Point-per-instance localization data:
*** Block opens ***
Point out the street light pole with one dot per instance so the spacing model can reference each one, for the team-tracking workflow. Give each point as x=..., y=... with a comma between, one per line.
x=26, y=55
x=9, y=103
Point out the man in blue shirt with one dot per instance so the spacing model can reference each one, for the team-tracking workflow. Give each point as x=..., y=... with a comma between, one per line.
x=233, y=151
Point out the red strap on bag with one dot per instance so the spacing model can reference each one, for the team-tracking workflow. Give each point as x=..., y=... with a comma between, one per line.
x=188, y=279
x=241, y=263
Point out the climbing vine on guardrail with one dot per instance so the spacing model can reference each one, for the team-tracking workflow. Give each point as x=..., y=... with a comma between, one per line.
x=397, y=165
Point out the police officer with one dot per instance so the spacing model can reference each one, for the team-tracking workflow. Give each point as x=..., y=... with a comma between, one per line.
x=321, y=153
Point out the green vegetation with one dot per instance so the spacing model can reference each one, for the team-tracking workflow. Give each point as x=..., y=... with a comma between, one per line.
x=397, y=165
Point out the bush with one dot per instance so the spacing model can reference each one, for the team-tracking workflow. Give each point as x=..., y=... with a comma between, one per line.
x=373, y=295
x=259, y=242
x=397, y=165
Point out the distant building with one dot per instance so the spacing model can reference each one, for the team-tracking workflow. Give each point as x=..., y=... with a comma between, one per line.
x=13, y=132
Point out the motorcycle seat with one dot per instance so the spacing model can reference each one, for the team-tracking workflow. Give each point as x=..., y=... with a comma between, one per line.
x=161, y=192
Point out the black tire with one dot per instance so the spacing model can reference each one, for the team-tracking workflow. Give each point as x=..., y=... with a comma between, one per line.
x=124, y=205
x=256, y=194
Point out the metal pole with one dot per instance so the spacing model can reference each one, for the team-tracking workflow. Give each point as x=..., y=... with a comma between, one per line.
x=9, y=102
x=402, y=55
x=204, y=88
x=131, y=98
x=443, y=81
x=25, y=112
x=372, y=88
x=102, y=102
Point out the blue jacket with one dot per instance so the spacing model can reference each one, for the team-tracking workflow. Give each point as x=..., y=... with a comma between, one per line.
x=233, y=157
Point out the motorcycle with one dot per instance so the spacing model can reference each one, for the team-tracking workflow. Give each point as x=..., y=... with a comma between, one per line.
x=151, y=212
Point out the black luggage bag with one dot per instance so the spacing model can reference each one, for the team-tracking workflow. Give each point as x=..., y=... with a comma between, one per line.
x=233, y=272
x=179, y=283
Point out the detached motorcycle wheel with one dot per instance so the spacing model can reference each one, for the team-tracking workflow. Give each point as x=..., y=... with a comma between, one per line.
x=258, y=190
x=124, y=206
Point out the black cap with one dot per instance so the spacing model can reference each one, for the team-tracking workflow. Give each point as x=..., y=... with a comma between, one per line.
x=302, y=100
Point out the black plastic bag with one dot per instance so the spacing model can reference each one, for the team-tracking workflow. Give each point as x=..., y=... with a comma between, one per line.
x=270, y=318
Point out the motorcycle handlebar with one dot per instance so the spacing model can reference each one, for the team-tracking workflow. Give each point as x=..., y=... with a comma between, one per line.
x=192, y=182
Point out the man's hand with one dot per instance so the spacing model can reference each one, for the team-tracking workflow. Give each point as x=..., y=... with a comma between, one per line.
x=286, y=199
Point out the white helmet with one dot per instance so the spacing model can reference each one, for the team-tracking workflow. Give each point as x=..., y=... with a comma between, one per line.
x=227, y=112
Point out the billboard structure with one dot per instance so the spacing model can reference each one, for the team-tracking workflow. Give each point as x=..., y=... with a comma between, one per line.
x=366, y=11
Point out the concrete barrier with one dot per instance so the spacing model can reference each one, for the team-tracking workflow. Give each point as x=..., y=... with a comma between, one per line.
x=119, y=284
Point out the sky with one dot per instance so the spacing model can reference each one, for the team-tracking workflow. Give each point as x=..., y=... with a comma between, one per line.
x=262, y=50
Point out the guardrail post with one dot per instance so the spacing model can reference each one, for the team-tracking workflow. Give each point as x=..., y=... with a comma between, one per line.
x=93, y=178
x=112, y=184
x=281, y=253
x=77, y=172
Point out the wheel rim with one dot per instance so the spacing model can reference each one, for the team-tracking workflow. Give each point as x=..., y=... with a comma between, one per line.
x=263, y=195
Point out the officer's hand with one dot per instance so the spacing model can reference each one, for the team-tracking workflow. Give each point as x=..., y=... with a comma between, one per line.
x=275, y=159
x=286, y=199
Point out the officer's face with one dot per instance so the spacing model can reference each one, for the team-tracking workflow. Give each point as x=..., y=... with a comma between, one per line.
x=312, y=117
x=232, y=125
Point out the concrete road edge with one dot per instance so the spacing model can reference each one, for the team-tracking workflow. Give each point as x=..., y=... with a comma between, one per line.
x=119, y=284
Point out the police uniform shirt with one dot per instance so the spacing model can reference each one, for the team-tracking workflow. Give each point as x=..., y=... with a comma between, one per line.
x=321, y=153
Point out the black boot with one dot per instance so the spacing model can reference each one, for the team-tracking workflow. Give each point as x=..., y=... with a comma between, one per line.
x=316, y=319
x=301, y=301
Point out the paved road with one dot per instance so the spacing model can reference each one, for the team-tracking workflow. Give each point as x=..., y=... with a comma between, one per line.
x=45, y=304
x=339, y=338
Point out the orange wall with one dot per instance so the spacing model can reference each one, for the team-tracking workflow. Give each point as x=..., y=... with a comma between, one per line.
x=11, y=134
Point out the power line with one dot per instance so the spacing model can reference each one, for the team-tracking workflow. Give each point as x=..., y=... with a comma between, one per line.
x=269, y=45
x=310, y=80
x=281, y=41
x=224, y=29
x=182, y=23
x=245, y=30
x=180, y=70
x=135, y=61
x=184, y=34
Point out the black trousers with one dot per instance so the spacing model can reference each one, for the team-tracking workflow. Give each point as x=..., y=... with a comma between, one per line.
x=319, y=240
*** Block closes ***
Aim of the task
Only the lines from the one with "Point out the orange" through the end of the records above are to be copied, exactly as written.

Reply to the task
Point out the orange wall with one dot per instance so the spacing model can reference each one, for the team-tracking workflow. Give each point as x=..., y=... with a comma between, one per line.
x=11, y=134
Point out the power line with one dot per instance so the spacing model can reference each one, for the team-tracking workflow. Give each point as x=..., y=... with a comma between, one per line.
x=269, y=45
x=310, y=80
x=281, y=41
x=224, y=29
x=182, y=23
x=245, y=30
x=180, y=70
x=135, y=61
x=184, y=34
Point out the black trousers with one dot per instance so the spacing model can reference each one, for the team-tracking workflow. Give each point as x=..., y=... with a comma between, one per line.
x=319, y=240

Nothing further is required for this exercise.